- **Problem to solve**:
In the records below, take everything from the line containing "Target | butterfly leg" down to the line containing "x=156 y=127". Rename "disc" to "circle" in those lines, and give back only them, with everything else unchanged.

- **Data lines**:
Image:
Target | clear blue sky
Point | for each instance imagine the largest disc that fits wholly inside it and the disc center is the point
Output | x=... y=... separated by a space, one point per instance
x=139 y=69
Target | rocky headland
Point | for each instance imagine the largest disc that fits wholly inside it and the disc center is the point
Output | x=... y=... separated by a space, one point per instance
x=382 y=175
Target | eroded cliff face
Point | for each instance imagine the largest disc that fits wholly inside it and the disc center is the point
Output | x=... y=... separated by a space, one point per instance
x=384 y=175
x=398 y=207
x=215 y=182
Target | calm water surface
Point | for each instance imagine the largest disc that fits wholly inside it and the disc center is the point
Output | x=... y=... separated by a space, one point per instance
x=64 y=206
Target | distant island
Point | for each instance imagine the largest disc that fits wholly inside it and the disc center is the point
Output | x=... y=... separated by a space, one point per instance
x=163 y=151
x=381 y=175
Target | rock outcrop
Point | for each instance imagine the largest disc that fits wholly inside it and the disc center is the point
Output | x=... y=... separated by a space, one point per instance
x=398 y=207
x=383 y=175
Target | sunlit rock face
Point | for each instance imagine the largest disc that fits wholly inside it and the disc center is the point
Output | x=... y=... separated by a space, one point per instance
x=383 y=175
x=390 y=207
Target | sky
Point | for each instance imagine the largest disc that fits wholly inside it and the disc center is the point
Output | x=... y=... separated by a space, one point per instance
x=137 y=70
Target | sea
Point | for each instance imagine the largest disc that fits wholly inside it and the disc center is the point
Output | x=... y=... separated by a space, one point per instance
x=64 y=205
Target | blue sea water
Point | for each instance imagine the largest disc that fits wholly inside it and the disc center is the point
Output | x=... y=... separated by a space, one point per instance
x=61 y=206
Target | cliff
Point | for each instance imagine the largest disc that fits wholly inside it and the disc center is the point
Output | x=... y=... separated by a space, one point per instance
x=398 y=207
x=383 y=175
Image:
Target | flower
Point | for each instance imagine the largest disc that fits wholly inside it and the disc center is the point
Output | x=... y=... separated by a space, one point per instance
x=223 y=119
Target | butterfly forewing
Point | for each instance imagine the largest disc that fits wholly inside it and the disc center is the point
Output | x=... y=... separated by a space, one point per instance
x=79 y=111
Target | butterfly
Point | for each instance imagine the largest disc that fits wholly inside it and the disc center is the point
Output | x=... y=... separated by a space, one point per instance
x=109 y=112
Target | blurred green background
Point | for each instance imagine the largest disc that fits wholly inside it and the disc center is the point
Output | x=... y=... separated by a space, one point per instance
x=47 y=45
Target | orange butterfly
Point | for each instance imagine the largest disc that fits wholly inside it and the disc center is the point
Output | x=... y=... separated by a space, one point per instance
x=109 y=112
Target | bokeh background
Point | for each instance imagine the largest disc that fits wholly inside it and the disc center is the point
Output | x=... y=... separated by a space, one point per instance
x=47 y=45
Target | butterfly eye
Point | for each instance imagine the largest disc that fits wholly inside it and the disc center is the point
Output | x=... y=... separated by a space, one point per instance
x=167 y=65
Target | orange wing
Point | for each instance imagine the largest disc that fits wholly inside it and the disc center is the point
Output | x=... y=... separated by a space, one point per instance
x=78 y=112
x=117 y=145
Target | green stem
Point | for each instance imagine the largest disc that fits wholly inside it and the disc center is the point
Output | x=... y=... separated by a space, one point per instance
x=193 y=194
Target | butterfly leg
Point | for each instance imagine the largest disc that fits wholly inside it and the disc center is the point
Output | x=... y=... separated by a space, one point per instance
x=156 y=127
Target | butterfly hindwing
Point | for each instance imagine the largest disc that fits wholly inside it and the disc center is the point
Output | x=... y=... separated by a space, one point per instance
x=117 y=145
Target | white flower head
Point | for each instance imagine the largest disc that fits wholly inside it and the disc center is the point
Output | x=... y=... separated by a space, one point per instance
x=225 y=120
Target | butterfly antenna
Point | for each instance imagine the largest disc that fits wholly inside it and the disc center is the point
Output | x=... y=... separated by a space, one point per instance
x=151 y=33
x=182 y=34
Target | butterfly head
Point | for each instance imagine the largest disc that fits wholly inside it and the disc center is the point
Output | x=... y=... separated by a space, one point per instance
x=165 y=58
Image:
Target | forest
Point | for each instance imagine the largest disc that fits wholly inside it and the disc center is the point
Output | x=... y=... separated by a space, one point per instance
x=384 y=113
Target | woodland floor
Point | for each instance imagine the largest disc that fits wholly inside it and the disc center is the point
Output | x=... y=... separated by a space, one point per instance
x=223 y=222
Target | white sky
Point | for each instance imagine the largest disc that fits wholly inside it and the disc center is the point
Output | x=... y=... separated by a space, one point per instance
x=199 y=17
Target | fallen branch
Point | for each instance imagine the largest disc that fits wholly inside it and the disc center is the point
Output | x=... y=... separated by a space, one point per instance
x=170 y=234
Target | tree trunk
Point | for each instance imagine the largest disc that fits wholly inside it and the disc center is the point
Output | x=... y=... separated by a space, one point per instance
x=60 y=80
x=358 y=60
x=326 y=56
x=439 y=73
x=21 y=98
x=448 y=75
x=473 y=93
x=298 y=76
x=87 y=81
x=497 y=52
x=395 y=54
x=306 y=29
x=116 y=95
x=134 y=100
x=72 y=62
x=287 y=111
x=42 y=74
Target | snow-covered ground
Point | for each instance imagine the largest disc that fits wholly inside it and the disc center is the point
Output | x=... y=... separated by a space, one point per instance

- **Correct response**:
Target | butterfly leg
Point | for each instance imagine the largest circle that fits wholly inside it and the circle center is the point
Output | x=... y=... separated by a space, one point per instance
x=156 y=127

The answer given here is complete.